(Location identification entries)
· · · ·
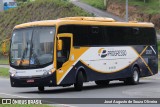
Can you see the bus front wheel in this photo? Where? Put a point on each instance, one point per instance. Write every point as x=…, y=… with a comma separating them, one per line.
x=79, y=82
x=134, y=80
x=41, y=88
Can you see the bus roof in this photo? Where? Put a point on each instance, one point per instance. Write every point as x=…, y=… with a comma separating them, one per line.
x=97, y=21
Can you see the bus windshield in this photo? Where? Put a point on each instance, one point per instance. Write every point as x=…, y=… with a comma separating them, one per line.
x=32, y=47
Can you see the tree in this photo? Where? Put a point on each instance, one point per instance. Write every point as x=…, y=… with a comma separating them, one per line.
x=106, y=3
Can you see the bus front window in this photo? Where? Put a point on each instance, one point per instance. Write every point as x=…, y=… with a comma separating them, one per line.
x=32, y=47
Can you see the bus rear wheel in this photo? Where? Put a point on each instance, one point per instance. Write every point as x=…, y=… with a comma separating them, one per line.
x=134, y=80
x=79, y=82
x=41, y=88
x=102, y=82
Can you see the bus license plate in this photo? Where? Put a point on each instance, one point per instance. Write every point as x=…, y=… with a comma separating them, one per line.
x=30, y=81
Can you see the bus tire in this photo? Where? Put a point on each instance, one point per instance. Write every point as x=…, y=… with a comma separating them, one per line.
x=41, y=88
x=79, y=81
x=134, y=80
x=102, y=82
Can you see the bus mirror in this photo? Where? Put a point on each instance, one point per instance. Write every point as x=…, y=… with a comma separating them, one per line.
x=60, y=44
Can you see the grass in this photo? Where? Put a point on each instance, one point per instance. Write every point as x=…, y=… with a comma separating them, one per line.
x=95, y=3
x=150, y=7
x=4, y=72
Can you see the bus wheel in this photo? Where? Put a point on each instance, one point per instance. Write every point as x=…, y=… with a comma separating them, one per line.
x=79, y=82
x=41, y=88
x=134, y=80
x=102, y=82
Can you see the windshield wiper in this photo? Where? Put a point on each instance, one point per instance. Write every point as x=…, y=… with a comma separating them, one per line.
x=25, y=51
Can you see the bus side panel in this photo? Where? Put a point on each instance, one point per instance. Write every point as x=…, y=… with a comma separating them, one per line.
x=147, y=63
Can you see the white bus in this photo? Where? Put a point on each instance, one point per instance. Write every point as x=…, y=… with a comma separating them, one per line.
x=75, y=50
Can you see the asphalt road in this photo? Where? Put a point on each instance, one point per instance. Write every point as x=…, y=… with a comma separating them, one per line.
x=95, y=11
x=148, y=88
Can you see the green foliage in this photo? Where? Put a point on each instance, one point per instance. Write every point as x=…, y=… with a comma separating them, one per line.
x=34, y=11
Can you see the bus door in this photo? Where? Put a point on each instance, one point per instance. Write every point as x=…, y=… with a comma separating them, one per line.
x=63, y=55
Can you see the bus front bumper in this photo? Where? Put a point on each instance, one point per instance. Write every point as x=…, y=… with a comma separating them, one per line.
x=49, y=80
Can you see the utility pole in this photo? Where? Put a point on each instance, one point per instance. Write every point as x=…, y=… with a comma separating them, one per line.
x=126, y=10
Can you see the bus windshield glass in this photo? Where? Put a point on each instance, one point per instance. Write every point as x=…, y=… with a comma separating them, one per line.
x=32, y=47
· · · ·
◆ **INSTRUCTION**
Please quote nothing but the lines from the line with "Can you see the bus door" through the end of the data above, exactly as written, ends included.

◆ **EXERCISE ANSWER**
Can you see the bus door in this photo? Where? Put a point on each instance, one point per instance. Write every point as x=…, y=… with a comma separating them, one per line.
x=63, y=55
Can you see the bus front bumper in this photo? Where? Put a point on each instance, one point per instance. Write every point as x=…, y=… with a comma separating them, one per line.
x=49, y=80
Can you see the utility pole in this photo? Where? Put a point on each instance, one point per instance. Write every point as x=…, y=… with a comma separating them, one per line.
x=126, y=10
Can you see the bus windshield glass in this photo? Where? Put a point on each instance, one point per instance. Write every point as x=…, y=… with a comma separating them, one per line.
x=32, y=47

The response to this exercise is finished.